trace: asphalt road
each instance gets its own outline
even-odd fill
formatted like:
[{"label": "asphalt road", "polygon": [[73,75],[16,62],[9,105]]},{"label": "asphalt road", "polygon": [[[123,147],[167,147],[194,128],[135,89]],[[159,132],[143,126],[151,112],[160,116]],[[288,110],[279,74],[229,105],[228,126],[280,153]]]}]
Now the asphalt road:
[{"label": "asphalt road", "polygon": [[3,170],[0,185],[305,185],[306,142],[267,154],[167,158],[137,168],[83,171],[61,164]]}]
------------------------------------
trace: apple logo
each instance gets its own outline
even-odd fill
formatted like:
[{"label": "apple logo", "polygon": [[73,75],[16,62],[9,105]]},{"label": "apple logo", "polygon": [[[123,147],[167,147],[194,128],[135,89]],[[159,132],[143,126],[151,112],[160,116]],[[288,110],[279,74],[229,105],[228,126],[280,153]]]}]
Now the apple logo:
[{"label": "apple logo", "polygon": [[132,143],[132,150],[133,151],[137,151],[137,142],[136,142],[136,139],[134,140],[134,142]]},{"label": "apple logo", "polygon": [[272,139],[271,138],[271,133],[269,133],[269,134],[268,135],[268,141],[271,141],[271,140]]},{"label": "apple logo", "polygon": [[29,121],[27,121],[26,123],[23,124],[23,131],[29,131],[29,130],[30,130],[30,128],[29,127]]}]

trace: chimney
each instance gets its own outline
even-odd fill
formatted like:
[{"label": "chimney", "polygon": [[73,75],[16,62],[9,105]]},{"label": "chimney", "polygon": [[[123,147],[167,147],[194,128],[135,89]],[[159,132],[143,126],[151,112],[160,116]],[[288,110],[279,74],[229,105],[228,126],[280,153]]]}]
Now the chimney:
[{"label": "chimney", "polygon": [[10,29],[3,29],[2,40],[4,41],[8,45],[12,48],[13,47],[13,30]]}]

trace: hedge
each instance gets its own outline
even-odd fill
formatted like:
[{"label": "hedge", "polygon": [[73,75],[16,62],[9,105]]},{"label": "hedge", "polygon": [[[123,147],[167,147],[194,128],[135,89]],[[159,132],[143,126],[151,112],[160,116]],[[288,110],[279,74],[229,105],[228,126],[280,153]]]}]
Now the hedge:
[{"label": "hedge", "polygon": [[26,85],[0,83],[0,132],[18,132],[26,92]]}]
------------------------------------
Reproduce the rows verbatim, beginning at the line that contains "trace: apple logo" and stopping after the line that contains "Now the apple".

trace: apple logo
each instance gets its own outline
even-odd fill
formatted like:
[{"label": "apple logo", "polygon": [[73,75],[16,62],[9,105]]},{"label": "apple logo", "polygon": [[[123,147],[167,147],[194,128],[135,89]],[[159,132],[143,126],[151,112],[160,116]],[[288,110],[279,74],[229,105],[228,126],[280,153]]]}]
Now the apple logo:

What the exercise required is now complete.